WORK TO COMPLETE: Reproduce every line, starting at the one that contains "Expected: one marker per instance of the hillside" and ending at the last line of the data, exactly as it stands; pictures are omitted.

INFORMATION GIVEN:
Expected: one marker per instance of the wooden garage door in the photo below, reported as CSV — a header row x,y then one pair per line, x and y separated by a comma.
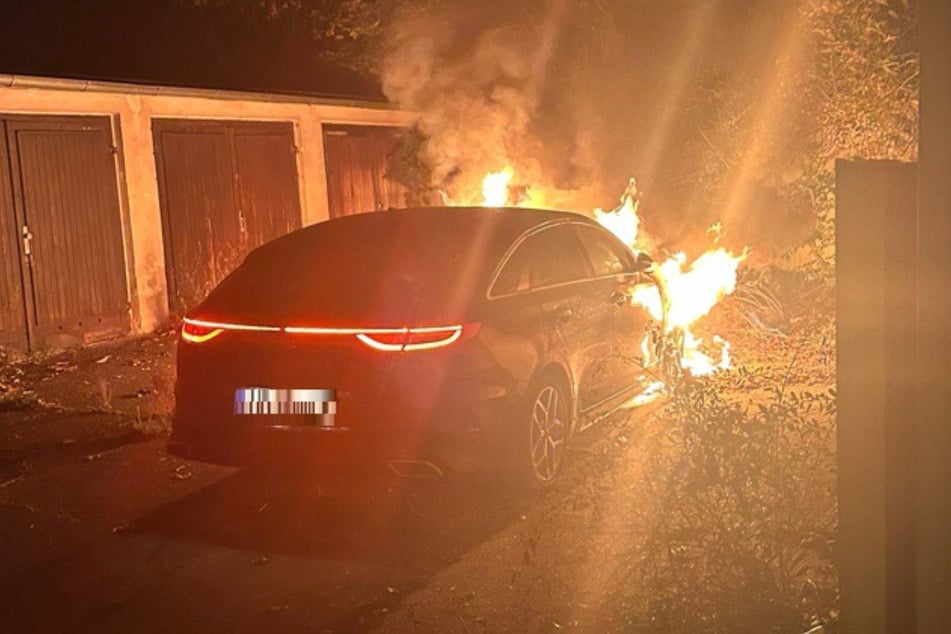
x,y
225,188
357,159
63,248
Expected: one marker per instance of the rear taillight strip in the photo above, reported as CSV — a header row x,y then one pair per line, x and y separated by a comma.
x,y
229,326
364,335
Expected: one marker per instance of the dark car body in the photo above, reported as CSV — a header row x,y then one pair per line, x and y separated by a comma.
x,y
416,339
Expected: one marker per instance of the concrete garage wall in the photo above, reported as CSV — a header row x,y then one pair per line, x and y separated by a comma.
x,y
132,109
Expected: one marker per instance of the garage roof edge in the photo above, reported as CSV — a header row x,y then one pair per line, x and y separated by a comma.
x,y
87,85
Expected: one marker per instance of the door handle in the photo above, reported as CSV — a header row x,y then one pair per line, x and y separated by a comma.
x,y
618,298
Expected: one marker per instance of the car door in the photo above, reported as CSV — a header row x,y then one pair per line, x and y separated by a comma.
x,y
544,292
621,372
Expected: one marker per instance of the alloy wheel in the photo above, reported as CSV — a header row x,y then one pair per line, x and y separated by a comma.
x,y
548,434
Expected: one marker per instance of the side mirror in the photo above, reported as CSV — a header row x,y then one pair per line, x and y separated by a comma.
x,y
642,262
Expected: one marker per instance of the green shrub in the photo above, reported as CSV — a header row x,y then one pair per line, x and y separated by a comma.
x,y
744,530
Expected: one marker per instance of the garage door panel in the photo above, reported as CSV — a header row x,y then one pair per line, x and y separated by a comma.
x,y
357,160
65,190
225,187
267,184
12,325
202,232
70,204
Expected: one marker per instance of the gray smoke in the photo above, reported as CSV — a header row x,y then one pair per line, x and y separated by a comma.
x,y
492,92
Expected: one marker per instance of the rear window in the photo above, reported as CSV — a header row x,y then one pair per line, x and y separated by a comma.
x,y
606,254
375,271
553,256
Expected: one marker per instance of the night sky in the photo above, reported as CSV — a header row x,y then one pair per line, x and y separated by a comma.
x,y
167,42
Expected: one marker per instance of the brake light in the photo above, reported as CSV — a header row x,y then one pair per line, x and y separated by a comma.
x,y
200,331
196,333
383,339
413,339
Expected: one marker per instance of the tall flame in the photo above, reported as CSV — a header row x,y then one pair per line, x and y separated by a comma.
x,y
692,290
693,287
495,188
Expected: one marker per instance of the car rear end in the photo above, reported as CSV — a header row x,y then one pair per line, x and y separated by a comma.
x,y
351,344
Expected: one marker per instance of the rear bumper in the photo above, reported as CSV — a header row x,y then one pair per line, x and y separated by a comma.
x,y
459,444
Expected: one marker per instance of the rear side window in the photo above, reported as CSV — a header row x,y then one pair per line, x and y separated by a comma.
x,y
553,256
607,256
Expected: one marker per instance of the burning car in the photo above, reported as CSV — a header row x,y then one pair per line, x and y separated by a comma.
x,y
425,341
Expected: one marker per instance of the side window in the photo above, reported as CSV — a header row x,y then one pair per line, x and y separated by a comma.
x,y
514,275
606,255
552,256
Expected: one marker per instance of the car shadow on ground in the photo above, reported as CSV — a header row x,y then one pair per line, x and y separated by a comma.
x,y
418,525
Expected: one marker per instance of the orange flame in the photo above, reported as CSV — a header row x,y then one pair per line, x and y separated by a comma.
x,y
495,188
692,291
693,288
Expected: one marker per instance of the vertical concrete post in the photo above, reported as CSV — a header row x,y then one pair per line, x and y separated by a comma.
x,y
933,444
876,326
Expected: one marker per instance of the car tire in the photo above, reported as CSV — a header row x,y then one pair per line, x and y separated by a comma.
x,y
540,447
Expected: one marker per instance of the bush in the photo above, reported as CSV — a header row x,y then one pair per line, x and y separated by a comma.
x,y
744,535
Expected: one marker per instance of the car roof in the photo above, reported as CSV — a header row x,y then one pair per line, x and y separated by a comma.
x,y
505,221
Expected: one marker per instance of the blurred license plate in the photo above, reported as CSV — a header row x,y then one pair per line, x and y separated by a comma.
x,y
304,406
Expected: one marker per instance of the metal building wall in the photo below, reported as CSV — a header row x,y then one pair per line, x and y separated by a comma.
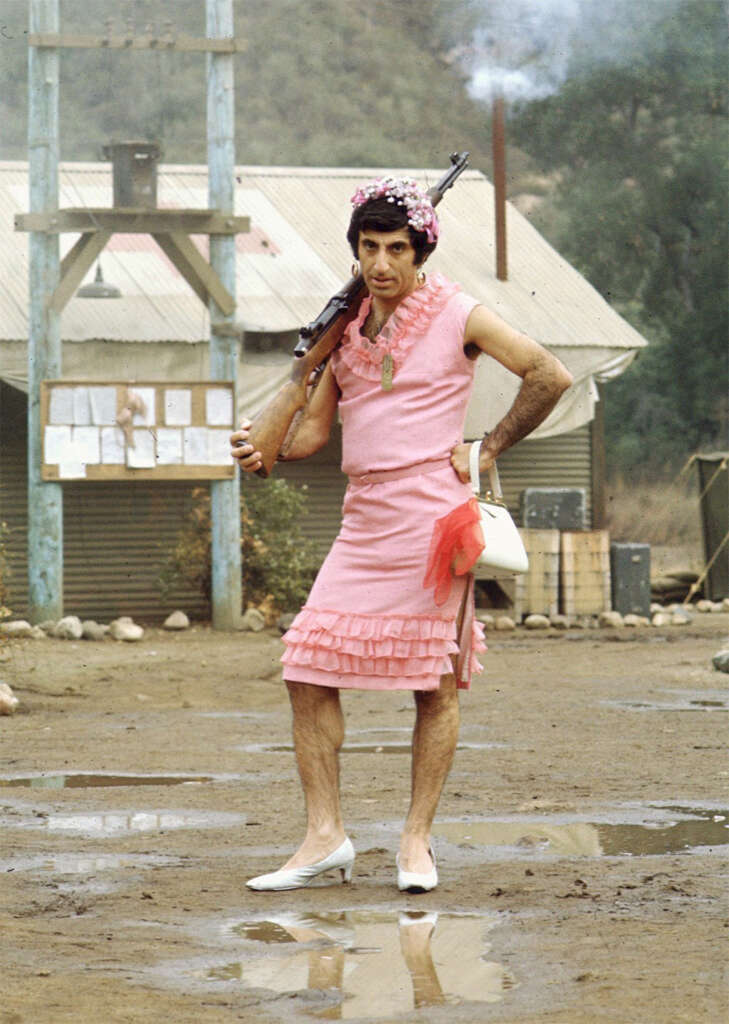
x,y
116,536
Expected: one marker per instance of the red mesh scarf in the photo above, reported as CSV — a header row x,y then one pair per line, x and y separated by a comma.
x,y
455,546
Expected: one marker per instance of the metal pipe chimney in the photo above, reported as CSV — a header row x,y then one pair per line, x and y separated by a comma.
x,y
499,152
134,173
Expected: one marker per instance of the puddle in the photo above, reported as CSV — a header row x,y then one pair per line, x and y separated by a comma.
x,y
369,964
677,829
695,700
85,863
119,822
385,748
82,779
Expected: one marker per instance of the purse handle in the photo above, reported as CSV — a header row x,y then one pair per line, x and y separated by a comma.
x,y
494,481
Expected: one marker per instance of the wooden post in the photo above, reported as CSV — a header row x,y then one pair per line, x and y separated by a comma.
x,y
45,501
223,346
499,151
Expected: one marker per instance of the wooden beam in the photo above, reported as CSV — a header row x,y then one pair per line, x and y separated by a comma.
x,y
75,264
131,220
187,44
196,270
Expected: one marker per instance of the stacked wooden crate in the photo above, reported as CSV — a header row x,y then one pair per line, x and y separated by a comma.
x,y
537,592
569,571
585,570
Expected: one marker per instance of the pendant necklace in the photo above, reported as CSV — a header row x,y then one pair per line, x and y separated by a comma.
x,y
373,333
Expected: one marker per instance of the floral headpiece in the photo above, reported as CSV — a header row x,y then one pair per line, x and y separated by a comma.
x,y
406,193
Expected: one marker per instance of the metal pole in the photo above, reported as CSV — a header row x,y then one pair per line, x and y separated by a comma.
x,y
499,147
45,500
223,348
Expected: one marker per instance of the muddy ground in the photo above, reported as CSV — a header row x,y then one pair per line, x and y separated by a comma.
x,y
581,841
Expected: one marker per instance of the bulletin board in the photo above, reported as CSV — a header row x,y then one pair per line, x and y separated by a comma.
x,y
140,430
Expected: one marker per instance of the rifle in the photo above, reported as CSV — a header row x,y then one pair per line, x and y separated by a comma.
x,y
317,340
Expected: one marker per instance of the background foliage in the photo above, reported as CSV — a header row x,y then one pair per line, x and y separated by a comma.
x,y
279,565
629,148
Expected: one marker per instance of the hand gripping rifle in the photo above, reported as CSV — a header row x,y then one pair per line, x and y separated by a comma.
x,y
316,342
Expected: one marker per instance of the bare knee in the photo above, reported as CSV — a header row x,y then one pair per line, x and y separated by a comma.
x,y
316,712
436,702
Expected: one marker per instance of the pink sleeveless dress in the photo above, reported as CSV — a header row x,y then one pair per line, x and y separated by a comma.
x,y
369,622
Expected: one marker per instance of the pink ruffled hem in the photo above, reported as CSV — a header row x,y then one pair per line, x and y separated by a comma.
x,y
411,320
348,649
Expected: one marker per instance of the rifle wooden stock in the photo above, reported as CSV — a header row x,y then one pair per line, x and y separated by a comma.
x,y
270,426
316,342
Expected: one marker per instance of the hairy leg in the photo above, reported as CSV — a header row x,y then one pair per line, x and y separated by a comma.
x,y
318,733
434,739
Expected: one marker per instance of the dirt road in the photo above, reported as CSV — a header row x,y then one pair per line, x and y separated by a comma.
x,y
581,841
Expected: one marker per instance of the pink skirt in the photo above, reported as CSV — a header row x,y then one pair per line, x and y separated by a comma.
x,y
369,622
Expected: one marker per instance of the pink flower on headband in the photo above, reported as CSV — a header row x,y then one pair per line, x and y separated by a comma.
x,y
406,193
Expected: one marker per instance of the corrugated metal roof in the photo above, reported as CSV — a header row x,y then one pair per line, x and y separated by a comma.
x,y
295,257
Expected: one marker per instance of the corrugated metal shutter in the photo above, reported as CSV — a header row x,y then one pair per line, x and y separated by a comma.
x,y
562,461
116,536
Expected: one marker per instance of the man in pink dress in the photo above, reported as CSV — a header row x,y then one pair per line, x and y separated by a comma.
x,y
400,380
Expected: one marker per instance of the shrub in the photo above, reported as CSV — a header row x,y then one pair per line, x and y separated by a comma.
x,y
4,567
279,563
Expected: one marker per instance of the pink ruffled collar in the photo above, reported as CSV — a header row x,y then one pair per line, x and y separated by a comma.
x,y
411,320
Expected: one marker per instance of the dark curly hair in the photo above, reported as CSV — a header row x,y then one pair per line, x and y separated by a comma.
x,y
379,215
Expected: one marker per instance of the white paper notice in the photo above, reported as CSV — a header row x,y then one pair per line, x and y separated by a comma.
x,y
169,446
218,407
82,407
72,470
56,444
113,446
196,446
145,419
178,403
85,445
103,406
61,406
142,455
219,448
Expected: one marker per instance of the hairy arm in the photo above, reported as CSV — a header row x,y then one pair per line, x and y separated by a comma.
x,y
544,379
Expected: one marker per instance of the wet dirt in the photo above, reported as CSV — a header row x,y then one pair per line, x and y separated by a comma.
x,y
581,845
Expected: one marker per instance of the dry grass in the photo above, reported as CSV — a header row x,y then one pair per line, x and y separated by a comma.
x,y
662,514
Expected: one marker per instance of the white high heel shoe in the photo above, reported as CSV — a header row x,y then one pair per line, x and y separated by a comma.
x,y
417,882
297,878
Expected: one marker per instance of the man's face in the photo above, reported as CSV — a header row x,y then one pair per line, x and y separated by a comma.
x,y
387,260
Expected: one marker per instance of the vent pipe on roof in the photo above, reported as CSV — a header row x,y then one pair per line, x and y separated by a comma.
x,y
499,151
98,289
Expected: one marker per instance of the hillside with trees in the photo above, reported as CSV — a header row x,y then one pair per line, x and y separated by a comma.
x,y
631,147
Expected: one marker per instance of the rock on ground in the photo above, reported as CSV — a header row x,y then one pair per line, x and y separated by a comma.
x,y
8,700
176,621
253,620
721,660
16,628
69,628
126,629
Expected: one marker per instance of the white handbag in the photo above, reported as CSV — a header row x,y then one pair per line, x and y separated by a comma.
x,y
504,555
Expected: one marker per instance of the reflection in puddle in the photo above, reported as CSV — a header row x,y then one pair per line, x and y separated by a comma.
x,y
384,748
668,835
695,700
85,863
117,822
375,964
82,779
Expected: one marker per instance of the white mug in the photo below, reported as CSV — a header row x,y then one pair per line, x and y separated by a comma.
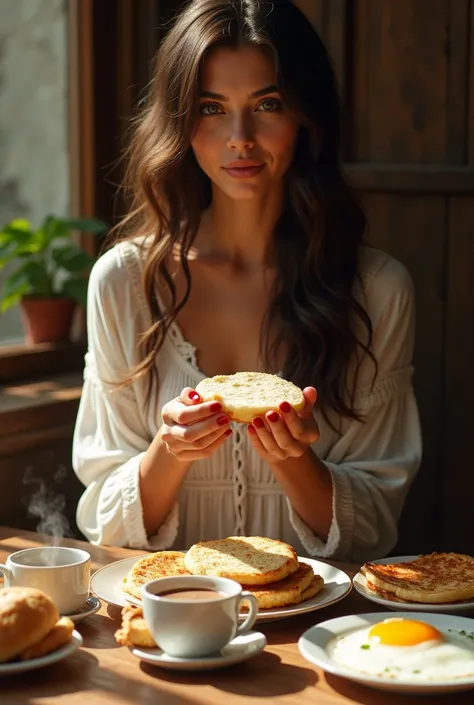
x,y
193,629
62,573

RESPONSE:
Expected: one marker per instance of the hillside with trees in the photo above, reported as CSV — a header row x,y then one pair per line, x and y separated by a comma.
x,y
631,147
Expected: one marker per instance of the rock on ground in the photo above, reported as CSV — a header row x,y then one pair per line, x and y separated by a comma.
x,y
8,700
176,621
253,620
721,660
16,628
69,628
126,629
Expected: one marker per instance of the white handbag in the photo above, reported as CSV — a header row x,y then one pair per line, x and y separated by a comma.
x,y
504,555
Expected: one marker per instance of the reflection in puddle in the photo above, reported as CSV — a header row x,y then one pair per line, x and y separated by a comma.
x,y
384,748
668,835
695,700
85,863
117,822
375,964
82,779
Expected: one marker per instance of the white mug in the photo below, reported as CSV — a header row x,y then one pair per line, x and y separated by a comma.
x,y
193,629
62,573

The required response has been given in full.